WORK TO BE COMPLETED: Arrange every line in the entries below as a numbered list, leaving out any blank lines.

PROVIDED DATA:
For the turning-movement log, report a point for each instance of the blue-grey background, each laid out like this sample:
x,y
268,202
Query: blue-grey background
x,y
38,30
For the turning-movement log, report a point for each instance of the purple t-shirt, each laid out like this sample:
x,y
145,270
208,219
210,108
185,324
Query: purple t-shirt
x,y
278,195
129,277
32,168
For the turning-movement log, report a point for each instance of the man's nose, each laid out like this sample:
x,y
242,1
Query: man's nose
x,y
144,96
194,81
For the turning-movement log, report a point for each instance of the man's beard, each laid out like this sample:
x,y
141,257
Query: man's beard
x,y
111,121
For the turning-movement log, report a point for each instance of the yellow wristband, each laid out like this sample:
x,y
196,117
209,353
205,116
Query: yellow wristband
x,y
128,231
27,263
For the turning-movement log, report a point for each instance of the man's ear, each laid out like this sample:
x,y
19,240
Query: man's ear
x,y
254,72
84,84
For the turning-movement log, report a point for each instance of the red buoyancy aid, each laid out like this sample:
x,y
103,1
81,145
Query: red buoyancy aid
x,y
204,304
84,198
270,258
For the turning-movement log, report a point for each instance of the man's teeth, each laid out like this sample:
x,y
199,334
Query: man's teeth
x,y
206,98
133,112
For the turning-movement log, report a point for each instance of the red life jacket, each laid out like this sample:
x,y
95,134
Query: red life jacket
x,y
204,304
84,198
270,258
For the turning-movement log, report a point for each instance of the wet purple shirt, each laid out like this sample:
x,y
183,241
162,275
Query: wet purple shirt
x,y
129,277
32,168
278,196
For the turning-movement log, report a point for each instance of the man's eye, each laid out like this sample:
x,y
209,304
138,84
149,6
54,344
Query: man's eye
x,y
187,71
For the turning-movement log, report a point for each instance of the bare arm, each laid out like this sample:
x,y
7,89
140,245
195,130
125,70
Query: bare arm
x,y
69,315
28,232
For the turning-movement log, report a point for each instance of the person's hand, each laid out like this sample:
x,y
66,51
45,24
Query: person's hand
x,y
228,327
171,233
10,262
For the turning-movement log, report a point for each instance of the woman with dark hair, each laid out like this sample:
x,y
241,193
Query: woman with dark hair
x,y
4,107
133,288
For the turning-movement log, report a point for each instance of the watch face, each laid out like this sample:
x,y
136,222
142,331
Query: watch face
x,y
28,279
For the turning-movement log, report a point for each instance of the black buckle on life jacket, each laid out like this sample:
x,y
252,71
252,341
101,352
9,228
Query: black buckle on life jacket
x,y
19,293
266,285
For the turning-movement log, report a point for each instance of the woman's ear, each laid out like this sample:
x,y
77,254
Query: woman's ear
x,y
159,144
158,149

FULL ANSWER:
1. For the turning-movement log, report a point for each instance of the blue-grey background, each laid out like this sample:
2. x,y
3. 268,202
4. Query: blue-grey background
5. x,y
6. 38,30
7. For the turning-movement log, report a point for each instance of the purple t-shirt, each laid out like this sample:
8. x,y
9. 145,270
10. 208,219
11. 210,108
12. 185,324
13. Query: purple t-shirt
14. x,y
15. 278,195
16. 129,277
17. 32,168
18. For the turning-movement log, report a point for each instance of the man's nose, each laid out like this sample:
19. x,y
20. 242,1
21. Query: man's nose
22. x,y
23. 144,96
24. 194,81
25. For the turning-movement log, report a point for each instance of the man's beard, each laid out like this sample:
26. x,y
27. 141,257
28. Query: man's beard
29. x,y
30. 111,121
31. For the turning-movement log, report a point for each instance of the yellow wristband, each laid out like this sample:
32. x,y
33. 196,117
34. 209,353
35. 205,116
36. Query: yellow wristband
37. x,y
38. 128,231
39. 27,263
40. For the turning-movement log, report a point for each instance of the man's ear, each laid out like this sample:
41. x,y
42. 19,240
43. Query: man's ear
44. x,y
45. 254,72
46. 84,84
47. For the turning-movement log, report a point for each instance of the red buoyancy aid, each laid out like this sample:
48. x,y
49. 103,1
50. 81,145
51. Query: red buoyancy aid
52. x,y
53. 204,304
54. 84,198
55. 270,258
56. For the turning-movement log, report a point for each instance of the man's teeth, each laid out like this sample:
57. x,y
58. 199,334
59. Query: man's teeth
60. x,y
61. 206,98
62. 133,112
63. For the turning-movement log, report a point for each instance of the red life jacket, each laid out like this sample:
64. x,y
65. 95,134
66. Query: red life jacket
67. x,y
68. 204,304
69. 84,198
70. 270,258
71. For the turning-movement log, report a point for each instance of the wet purple shirt, each laid out like this sample:
72. x,y
73. 183,241
74. 162,275
75. Query: wet purple shirt
76. x,y
77. 129,277
78. 32,168
79. 278,196
80. For the turning-movement log, report a point for each instance of the man's eye, each laid out like this sample:
81. x,y
82. 209,304
83. 138,84
84. 149,6
85. 54,344
86. Query: man's eye
87. x,y
88. 187,71
89. For the turning-movement log, report a point for each instance of the bare arm, each laid out like this sample:
90. x,y
91. 7,89
92. 140,245
93. 195,130
94. 125,70
95. Query: bare arm
96. x,y
97. 69,315
98. 28,232
99. For the turning-movement log, report a point for each instance of the person's hand, each laid out like this sample:
100. x,y
101. 66,51
102. 45,24
103. Query: person's hand
104. x,y
105. 228,327
106. 171,233
107. 10,262
108. For the turning-movement log, report a point for each instance of the woman with dark hair, each laid out like this sample:
109. x,y
110. 241,193
111. Query: woman with dark hair
112. x,y
113. 4,107
114. 133,288
115. For the turning-movement log, report a point for each instance of the watch face, each laid out like this sample:
116. x,y
117. 136,222
118. 142,331
119. Query: watch face
120. x,y
121. 28,279
122. For the turning-movement log, report a point for each instance of the black buckle on life jacket, each laid out like this sample:
123. x,y
124. 252,71
125. 252,341
126. 101,352
127. 9,228
128. Query: black buckle on life jacket
129. x,y
130. 19,293
131. 266,285
132. For the turning-movement log, report a point for each instance of the woman's ear, each laid out like this sample:
133. x,y
134. 77,254
135. Query: woman's ear
136. x,y
137. 159,144
138. 158,149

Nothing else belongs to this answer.